Stored data
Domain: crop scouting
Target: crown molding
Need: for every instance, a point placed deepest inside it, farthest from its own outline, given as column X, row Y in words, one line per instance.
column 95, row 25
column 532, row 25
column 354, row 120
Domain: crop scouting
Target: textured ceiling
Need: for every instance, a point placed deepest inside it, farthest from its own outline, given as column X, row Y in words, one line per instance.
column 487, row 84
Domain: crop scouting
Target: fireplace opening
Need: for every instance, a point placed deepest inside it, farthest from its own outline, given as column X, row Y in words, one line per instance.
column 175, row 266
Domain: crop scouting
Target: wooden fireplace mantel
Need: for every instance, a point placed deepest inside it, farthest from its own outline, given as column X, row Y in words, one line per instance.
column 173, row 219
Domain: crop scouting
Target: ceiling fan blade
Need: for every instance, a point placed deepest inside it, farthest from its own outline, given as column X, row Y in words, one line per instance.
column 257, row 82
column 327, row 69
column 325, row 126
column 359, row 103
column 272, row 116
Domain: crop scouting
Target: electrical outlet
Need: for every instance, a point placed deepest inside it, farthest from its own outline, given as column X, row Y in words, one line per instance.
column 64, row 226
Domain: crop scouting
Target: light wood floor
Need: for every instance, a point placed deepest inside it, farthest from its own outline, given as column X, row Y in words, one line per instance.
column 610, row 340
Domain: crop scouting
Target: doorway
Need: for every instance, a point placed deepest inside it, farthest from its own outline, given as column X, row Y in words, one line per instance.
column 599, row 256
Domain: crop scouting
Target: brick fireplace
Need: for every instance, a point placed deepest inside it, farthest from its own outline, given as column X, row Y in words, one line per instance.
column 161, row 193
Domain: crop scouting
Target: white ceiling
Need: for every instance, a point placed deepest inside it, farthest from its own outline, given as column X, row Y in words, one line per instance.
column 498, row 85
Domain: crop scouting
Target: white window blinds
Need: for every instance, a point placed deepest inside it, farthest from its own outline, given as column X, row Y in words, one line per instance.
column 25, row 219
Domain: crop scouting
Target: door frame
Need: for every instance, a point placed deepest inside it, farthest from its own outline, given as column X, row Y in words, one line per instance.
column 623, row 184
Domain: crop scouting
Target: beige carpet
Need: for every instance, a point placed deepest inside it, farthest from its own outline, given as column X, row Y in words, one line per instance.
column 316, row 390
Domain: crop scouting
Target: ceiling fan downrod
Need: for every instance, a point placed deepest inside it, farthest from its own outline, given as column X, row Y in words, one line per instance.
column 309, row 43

## Exercise
Your answer should be every line above that contains the word "ceiling".

## Answer section
Target: textured ceiling
Target: ceiling fan blade
Target: white ceiling
Target: ceiling fan downrod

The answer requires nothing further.